Selected excerpt »
☆ ☆ ☆ ☆ ☆ ☆ ☆

Content marketing is one of the most effective strategies for any business young or old. In fact, an estimated 80 percent of businesses use content marketing in some way in order to grow their brand.
Even though content marketing is extremely popular, a survey found that 70 percent of marketers lacked consistency in their content strategy or were unable to integrate their content strategy into their business effectively.
A possible reason for this is that content marketing can be difficult to measure. In fact, one of the most common questions when it comes to content marketing is – “How do I measure the effectiveness of my content marketing strategy?”
Most marketers would tell you to look at things like page views and shares on social media, however this is really only part of the picture. These soft metrics don’t really help you to make effective changes or develop a better strategy.
Content marketing has come a long way in recent years, and as it continues to grow in popularity more and more analytical tools should appear on the market, but until then, we have made a list of the top metrics that you need to focus on.
This list is one of the most comprehensive out there and will help you to-
- Determine the actual effectiveness of your content
- Discover ways to improve your content
- Improve your return on investment
- Discover how your content marketing strategies are affecting sales
- Determine how your audience is responding to your content
Understanding your metrics inside and out can help you to build a more effective strategy and can help you to produce better content. Over time, you will also be able to determine the metrics that are most crucial to your business so you can break down things into distinct categories.
According to Rebecca Lieb, a Media and Content Analyst from Altimeter-
“It makes no difference whatsoever what my most important content marketing metric is- the real question is: what metric, what key performance indicator is the most important to your business. No two marketers’ objectives are exactly alike. What matters is aligning against business goals, not all the abstract things you can measure.”
Remember, all business are different so when you can understand your metrics and analytics like a pro, that is when you can determine the most important performance indicator for your business.
The Types of Content Marketing Metrics
There are 8 types of content marketing metrics:
- Consumption metrics (Google Analytics, traffic)
- Sharing metrics (Social Media shares, likes, retweets)
- Lead metrics (Leads generated)
- Sales metrics (Deals, CRM)
- Retention metrics (subscriptions, repeat customers)
- Engagement metrics (actions)
- Production metrics (assessing your team)
- Cost metrics (return on investment)
Of these 8 metrics, Consumption, Retention, Sharing, Engagement, Lead and Sales metrics can all be viewed as Performance Based Metrics, whereas Production and Cost metrics can be viewed as Operational Metrics.
Now that you have an understanding of the different types of metrics and their categories, here is how to analyse them simply and effectively.
Consumption metrics can be used to answer questions like-
- Is my content being read?
- How is my audience finding my content?
- How is my content received by my audience – ie. what are their consumption behaviours?
You can then break down these questions for each different platform.
Blog or Website
The most important metrics to view here include:
- Page views: how many people are visiting your individual content pages
- Unique visitors: the size of your audience and how many new vs. return visitors that you have
- Average Time on Site: will give you insight into how long people spend reading your content
By following these metrics it will help you to focus more on the trends compared to actual statistics. It will also help you to keep track of which topics are drawing the most attention and generating the most interest.
The best way to keep track of how successful your downloadable PDF’s or e-books are doing is to track how often they are downloaded.

☆ ☆ ☆ ☆ ☆ ☆ ☆

Set task »
Please copy the content marketing article word for word from "- Lead metrics" up to and including "simply and effectively.". The rows come from a separate source, not from the content marketing article.

Data lines »
☆ ☆ ☆ ☆ ☆ ☆ ☆

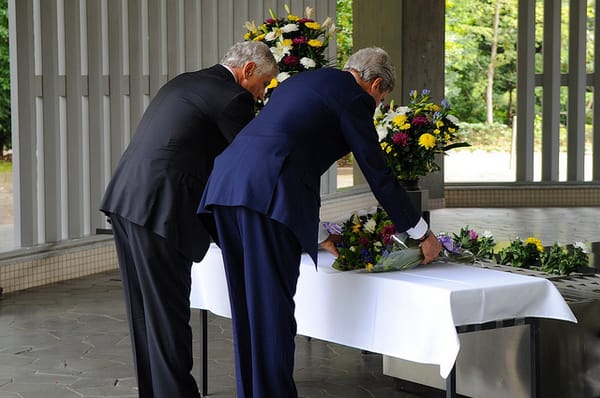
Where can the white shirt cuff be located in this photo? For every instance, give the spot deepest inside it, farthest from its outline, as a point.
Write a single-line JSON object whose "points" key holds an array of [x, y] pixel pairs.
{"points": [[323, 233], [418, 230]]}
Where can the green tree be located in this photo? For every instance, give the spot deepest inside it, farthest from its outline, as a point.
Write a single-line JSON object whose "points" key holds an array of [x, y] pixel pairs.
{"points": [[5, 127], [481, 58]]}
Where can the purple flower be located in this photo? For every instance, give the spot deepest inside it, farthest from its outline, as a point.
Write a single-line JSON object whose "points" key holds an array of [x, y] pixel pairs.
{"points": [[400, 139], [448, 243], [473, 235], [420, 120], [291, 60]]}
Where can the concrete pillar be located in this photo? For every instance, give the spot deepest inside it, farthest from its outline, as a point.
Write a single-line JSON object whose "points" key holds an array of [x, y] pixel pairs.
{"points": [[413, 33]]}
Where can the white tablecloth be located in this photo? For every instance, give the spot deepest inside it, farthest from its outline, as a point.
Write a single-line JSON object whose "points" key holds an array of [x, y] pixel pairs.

☆ ☆ ☆ ☆ ☆ ☆ ☆

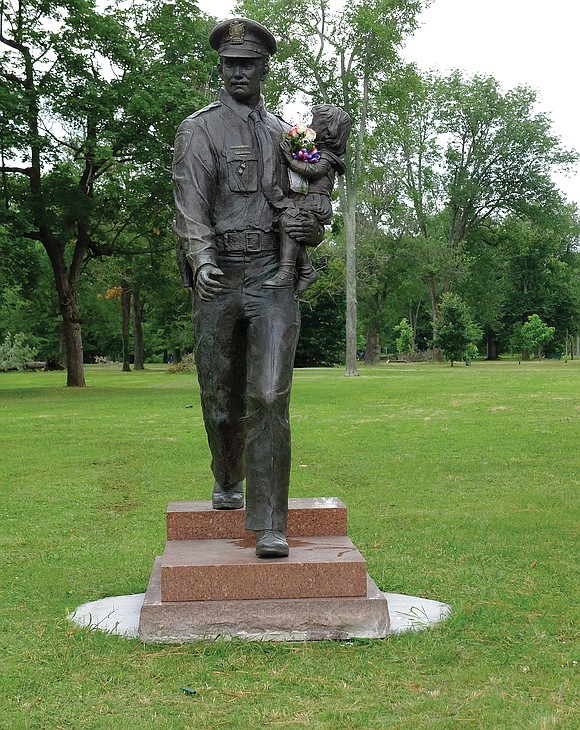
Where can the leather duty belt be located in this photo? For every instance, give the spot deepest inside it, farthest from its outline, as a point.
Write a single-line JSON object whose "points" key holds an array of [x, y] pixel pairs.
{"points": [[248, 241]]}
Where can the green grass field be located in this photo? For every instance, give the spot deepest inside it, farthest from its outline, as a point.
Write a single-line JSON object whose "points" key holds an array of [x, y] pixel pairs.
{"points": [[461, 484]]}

☆ ☆ ☆ ☆ ☆ ☆ ☆

The output »
- Lead metrics (Leads generated)
- Sales metrics (Deals, CRM)
- Retention metrics (subscriptions, repeat customers)
- Engagement metrics (actions)
- Production metrics (assessing your team)
- Cost metrics (return on investment)
Of these 8 metrics, Consumption, Retention, Sharing, Engagement, Lead and Sales metrics can all be viewed as Performance Based Metrics, whereas Production and Cost metrics can be viewed as Operational Metrics.
Now that you have an understanding of the different types of metrics and their categories, here is how to analyse them simply and effectively.